§ **Aim a**
Translate this sentence from the passage on the Irish Church into Spanish: "Participation in Church life flourished after the extremely low Mass attendance rates of an earlier time."

§ **Quoted passage**
There have always at the same time been reasons of hope and reasons of concern in the Irish Church.   To imagine otherwise would be do be totally a-historical.   As always at times of change, the hope of one side can quickly become the anxiety of the other.  In times of change each side sticks to its side and we Irish when we get stuck into a position are not always that good on the subtlety thing.   In time of change – like today – we always need the light of historians who remind us of the ups and downs of Irish Catholicism over the centuries and who recall that the winds of reform and renewal often come not from those debating on the different sides but from unexpected quarters and take unexpected paths.

When we look back in history, there is no doubt that the achievement of Cardinal Cullen in reforming the Irish Church in the aftermath of Catholic Emancipation was phenomenal.  Participation in Church life flourished after the extremely low Mass attendance rates of an earlier time.  Existing religious orders found new life; new Irish religious foundations were founded and religious came from abroad.  Institutions which showed the care of the Church for the marginalized sprung up across the nation.  The commitment to care was there, but often it was conceived and clothed in the dominant Victorian philanthropic and social culture.   As often happens, the Church in its desire to care for the marginalised espoused the contemporary climate of institutional care and built even bigger and more institutional institutions that Victorian Britain.

We understand that today and regret that dimension of our past and we are quick to point the finger of blame and not without right.  What is harder to do is discern how much our current visions of the Church are actually underpinned by aspects of contemporary culture which in their way distort the Christian vision and the realisation of the Christian message.   We can never have a vision of the Church which is totally de-culturized, but that does not mean that inculturation may not distort.

In Cardinal Cullen’s time the physical and religious geography of Dublin was changed within a few decades.  And Cullen did not just reform structures and build new ones.  He restored the discipline of a Church which had become lax and recalled all, bishops, clergy and laity to integrity in their calling challenging a culture of litigiousness and self-affirmation.   He invited Newman to establish the Catholic University – and even though the personal chemistry between the two was not a good one – the invitation was a clear indication of the need for theological renewal and the establishment of a mature lay Catholicism able to take its place in Irish society.  All in all, this was not a bad reform package.

Others today, however, would be highly critical of aspects of the vision of Cullen’s reform.   Cullen’s was a reform from above, but perhaps only an outsider could have done it.  His was a Roman reform, but at that time the elements for a more Irish reform were not easily at hand.  Newman himself was dismayed at the lack of an Irish Catholic elite, due to the fact that Irish Catholics on the whole were excluded from university education.

§ **Information shown**
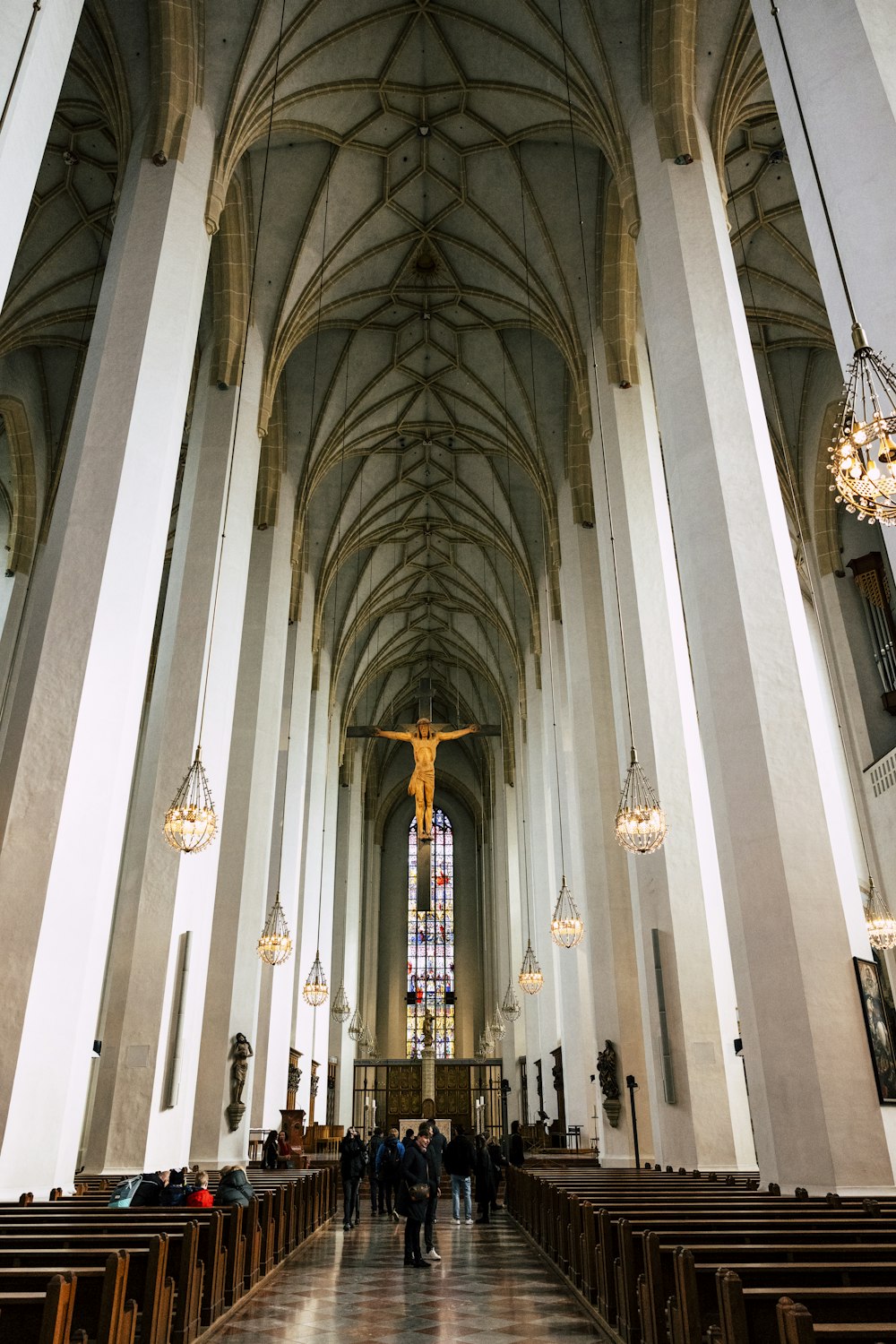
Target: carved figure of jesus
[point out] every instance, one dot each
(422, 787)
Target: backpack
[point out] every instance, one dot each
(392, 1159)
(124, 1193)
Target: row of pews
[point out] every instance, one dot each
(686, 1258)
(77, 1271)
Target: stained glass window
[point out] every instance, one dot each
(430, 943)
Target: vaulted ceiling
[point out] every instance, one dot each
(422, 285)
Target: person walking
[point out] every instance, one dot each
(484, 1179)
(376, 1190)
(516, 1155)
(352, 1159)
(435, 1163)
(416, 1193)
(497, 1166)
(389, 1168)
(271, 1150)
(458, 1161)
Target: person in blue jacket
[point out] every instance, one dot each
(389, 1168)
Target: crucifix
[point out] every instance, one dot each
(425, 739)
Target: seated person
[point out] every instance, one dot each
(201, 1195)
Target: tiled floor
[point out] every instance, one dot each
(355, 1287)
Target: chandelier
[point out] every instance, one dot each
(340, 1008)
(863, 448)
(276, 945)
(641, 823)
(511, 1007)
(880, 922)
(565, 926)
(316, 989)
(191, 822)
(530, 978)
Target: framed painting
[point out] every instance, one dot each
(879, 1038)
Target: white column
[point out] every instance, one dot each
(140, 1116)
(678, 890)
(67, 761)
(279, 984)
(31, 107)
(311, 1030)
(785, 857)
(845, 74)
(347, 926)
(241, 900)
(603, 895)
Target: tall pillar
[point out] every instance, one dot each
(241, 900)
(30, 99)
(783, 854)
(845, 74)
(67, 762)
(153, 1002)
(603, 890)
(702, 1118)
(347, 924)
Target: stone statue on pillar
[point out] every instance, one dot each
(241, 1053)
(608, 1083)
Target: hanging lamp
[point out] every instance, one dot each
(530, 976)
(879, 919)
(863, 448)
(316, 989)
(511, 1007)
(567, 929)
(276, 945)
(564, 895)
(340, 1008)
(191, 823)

---

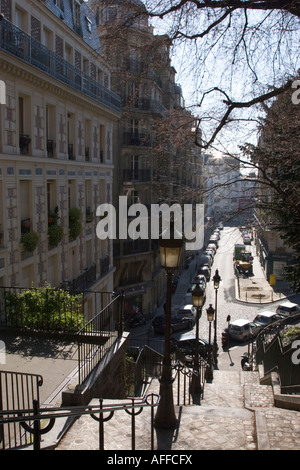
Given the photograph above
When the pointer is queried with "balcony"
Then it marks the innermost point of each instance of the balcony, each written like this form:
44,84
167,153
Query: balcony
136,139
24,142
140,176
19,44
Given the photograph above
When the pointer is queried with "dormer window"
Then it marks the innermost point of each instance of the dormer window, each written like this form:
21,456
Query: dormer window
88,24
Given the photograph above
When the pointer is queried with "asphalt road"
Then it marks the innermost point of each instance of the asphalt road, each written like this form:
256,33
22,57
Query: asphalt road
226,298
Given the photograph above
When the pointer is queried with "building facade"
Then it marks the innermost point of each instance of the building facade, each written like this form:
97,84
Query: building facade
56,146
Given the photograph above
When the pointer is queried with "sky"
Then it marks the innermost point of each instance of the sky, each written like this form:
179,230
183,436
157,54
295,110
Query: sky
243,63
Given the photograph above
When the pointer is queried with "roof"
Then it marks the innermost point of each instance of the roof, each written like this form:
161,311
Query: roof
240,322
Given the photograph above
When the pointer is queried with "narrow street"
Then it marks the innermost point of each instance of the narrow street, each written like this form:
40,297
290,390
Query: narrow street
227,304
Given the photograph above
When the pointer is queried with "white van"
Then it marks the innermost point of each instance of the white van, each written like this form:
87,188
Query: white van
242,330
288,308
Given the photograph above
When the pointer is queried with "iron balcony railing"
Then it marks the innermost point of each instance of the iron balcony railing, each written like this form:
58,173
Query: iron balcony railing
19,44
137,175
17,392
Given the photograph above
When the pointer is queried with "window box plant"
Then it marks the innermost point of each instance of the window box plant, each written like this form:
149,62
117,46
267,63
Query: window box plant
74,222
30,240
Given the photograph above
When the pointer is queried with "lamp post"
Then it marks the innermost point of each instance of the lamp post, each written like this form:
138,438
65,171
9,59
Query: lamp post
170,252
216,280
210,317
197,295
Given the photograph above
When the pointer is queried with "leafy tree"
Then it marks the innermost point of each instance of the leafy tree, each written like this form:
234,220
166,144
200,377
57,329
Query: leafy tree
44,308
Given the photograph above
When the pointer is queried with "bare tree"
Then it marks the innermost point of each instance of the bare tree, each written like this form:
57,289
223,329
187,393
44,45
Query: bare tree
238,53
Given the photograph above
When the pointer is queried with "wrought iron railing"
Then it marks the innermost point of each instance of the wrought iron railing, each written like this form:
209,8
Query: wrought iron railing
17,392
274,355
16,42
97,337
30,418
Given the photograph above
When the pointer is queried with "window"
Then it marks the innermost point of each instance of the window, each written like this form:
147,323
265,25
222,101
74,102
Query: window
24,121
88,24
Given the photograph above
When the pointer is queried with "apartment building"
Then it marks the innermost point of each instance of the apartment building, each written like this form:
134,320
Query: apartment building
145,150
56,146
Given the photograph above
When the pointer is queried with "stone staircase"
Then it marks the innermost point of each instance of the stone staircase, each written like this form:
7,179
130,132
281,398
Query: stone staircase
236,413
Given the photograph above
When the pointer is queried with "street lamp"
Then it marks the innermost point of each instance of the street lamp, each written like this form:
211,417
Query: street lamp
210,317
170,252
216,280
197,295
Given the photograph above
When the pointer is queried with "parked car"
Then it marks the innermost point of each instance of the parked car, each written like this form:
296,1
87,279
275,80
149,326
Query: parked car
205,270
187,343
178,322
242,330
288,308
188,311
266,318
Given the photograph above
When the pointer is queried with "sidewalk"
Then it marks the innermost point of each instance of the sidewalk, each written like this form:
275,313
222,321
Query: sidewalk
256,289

* * *

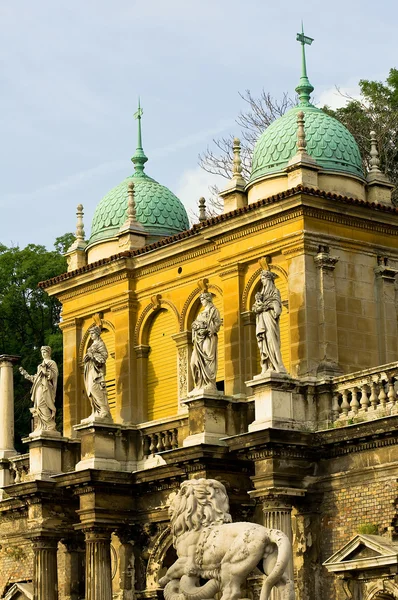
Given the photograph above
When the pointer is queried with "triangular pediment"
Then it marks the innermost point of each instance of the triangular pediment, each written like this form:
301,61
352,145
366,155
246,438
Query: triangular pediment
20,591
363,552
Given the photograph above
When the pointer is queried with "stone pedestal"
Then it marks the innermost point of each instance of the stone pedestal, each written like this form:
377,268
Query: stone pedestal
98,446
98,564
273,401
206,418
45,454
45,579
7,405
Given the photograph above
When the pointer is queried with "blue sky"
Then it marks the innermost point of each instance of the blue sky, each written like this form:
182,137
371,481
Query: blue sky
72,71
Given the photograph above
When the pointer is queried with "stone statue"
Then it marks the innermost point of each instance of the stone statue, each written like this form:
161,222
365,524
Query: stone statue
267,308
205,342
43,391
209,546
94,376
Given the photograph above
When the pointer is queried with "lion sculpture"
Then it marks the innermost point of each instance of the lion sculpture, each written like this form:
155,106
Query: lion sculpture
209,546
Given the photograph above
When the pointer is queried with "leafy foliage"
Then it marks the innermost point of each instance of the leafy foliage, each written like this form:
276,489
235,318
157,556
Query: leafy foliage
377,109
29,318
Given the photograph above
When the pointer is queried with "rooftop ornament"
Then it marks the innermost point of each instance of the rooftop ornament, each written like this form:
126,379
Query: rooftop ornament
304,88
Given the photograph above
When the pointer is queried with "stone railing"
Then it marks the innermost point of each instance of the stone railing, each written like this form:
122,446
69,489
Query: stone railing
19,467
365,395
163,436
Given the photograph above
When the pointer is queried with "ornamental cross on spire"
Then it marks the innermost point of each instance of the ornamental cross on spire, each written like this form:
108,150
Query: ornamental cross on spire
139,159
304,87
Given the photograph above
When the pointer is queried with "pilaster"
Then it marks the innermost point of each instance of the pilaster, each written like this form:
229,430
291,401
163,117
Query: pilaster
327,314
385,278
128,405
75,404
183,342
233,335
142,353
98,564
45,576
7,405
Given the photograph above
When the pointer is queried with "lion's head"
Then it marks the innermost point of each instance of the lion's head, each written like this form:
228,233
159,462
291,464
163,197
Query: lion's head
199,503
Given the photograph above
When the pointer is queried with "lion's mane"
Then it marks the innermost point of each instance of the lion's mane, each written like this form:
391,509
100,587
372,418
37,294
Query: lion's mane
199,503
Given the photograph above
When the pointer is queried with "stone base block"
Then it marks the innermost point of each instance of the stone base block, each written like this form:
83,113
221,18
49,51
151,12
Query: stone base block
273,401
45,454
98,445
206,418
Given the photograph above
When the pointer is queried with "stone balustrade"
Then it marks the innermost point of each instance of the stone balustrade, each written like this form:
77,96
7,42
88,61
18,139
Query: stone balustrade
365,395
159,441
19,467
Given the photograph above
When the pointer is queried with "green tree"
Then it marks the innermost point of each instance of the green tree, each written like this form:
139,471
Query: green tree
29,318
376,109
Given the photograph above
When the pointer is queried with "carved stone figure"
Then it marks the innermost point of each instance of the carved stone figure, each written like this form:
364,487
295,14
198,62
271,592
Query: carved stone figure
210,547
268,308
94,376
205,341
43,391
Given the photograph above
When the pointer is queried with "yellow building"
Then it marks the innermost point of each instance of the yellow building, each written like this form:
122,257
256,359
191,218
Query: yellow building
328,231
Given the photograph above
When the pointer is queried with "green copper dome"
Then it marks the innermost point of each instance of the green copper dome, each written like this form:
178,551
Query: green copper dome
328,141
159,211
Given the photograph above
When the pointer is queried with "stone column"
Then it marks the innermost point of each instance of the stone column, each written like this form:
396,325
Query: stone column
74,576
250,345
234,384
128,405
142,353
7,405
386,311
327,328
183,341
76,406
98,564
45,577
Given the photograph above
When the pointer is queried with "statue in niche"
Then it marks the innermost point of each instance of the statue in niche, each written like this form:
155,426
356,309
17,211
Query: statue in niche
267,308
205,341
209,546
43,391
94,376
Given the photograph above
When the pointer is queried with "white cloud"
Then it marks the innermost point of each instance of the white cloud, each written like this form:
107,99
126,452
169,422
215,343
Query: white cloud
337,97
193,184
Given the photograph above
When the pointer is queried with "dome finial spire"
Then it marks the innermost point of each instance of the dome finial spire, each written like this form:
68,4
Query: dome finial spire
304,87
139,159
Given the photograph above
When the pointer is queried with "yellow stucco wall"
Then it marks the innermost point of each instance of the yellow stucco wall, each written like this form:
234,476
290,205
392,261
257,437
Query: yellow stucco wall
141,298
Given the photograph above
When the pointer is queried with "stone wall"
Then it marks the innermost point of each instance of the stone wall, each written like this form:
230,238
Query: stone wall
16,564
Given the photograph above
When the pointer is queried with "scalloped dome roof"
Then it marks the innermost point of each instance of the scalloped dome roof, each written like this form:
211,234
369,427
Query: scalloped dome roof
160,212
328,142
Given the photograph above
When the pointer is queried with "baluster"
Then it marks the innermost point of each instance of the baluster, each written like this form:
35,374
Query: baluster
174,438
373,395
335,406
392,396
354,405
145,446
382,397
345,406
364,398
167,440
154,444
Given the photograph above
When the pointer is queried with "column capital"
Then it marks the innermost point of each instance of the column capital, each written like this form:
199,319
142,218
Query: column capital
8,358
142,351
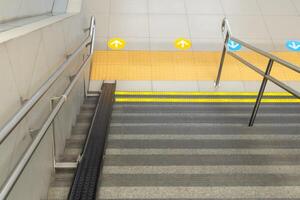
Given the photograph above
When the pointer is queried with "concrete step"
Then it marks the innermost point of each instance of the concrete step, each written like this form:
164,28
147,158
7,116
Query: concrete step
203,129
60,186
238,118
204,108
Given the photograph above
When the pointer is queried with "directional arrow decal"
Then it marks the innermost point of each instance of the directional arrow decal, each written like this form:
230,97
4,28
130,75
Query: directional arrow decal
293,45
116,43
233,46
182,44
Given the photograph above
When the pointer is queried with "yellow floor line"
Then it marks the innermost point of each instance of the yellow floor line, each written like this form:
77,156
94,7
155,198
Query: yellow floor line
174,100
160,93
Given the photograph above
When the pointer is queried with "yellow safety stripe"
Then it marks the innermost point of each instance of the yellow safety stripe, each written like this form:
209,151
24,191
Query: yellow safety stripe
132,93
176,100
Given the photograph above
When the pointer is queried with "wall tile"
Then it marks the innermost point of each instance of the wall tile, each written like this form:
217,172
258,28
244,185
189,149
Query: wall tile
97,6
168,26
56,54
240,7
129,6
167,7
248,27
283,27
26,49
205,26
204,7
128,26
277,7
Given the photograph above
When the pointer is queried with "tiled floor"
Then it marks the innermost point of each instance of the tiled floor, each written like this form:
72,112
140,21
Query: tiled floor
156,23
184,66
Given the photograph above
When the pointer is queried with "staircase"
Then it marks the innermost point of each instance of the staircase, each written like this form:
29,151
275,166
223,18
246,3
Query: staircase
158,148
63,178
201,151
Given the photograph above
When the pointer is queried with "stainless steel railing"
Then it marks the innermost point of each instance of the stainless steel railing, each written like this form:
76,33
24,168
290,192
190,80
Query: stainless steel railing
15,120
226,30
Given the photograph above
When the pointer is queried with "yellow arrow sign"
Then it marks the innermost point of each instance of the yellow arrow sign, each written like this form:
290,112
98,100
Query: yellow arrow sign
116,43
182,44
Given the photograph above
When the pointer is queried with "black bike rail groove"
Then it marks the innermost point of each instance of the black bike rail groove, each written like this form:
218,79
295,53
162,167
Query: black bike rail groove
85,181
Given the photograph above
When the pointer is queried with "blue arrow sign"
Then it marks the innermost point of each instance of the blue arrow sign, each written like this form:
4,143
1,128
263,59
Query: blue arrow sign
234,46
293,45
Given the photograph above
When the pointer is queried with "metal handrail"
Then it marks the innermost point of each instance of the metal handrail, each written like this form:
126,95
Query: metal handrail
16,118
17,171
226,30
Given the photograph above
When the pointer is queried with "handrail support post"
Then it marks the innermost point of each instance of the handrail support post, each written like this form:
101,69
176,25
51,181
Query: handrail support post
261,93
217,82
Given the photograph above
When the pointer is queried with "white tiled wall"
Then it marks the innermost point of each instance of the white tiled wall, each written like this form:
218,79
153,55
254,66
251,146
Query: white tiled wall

§ **Aim b**
Format the entries above as a numbered list. Start with the line that contains "Target: chandelier", go on through the line that contains "(608, 1083)", and leave out any blank lines.

§ **Complete response a**
La participación en la vida de la Iglesia floreció después de las tasas extremadamente bajas de asistencia a misa de una época anterior.

§ **Complete response b**
1. Target: chandelier
2. [point out] every instance, one dot each
3. (340, 1008)
4. (863, 448)
5. (276, 945)
6. (641, 823)
7. (511, 1007)
8. (880, 922)
9. (565, 926)
10. (316, 989)
11. (191, 822)
12. (530, 978)
13. Target: framed painting
14. [point out] every instance, one dot each
15. (879, 1038)
16. Target: white column
17. [point out] every instance, one dot each
18. (140, 1116)
19. (678, 890)
20. (67, 761)
21. (279, 984)
22. (31, 107)
23. (311, 1030)
24. (785, 857)
25. (845, 74)
26. (347, 926)
27. (241, 900)
28. (603, 895)
29. Target: tall pillar
30. [point out] every instance, one dot each
31. (241, 900)
32. (30, 99)
33. (783, 854)
34. (845, 74)
35. (67, 762)
36. (153, 1002)
37. (603, 890)
38. (702, 1118)
39. (347, 924)
40. Target: stone statue on pillar
41. [point out] every instance, one dot each
42. (241, 1053)
43. (608, 1083)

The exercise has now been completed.